**Trecho:**
= = =
Essa prática tem mais o objetivo de chamar atenção do que expressar um sofrimento?
Acho que em um primeiro momento é para chamar atenção, mas o sofrimento virá depois. É como aquela frase: "o tiro saiu pela culatra", porque a pessoa se expõe, dissemina uma informação e o bullying passa então a ser praticado por outros e não mais por ela mesma. O bullying cibernético já é um crime punível na legislação brasileira e tem tomado grandes proporções. Acho que tudo começou com o aplicativo árabe (Sarahah) que se popularizou pela possibilidade das pessoas falarem coisas positivas sobre outras. Isso viralizou, mas o que originalmente era tido como algo positivo, se tornou um espaço para falar verdades. Pelo que sei, foi a partir daí que se fomentou o cyberbullying.
= = =
**Material fornecido:**
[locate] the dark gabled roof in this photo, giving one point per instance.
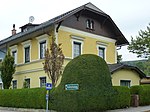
= = =
**Sobre esta tarefa:** Transcreva, do trecho sobre cyberbullying, a passagem entre "Acho que em" e "fomentou o cyberbullying.", inclusive.

**Resultado da tarefa:**
Acho que em um primeiro momento é para chamar atenção, mas o sofrimento virá depois. É como aquela frase: "o tiro saiu pela culatra", porque a pessoa se expõe, dissemina uma informação e o bullying passa então a ser praticado por outros e não mais por ela mesma. O bullying cibernético já é um crime punível na legislação brasileira e tem tomado grandes proporções. Acho que tudo começou com o aplicativo árabe (Sarahah) que se popularizou pela possibilidade das pessoas falarem coisas positivas sobre outras. Isso viralizou, mas o que originalmente era tido como algo positivo, se tornou um espaço para falar verdades. Pelo que sei, foi a partir daí que se fomentou o cyberbullying.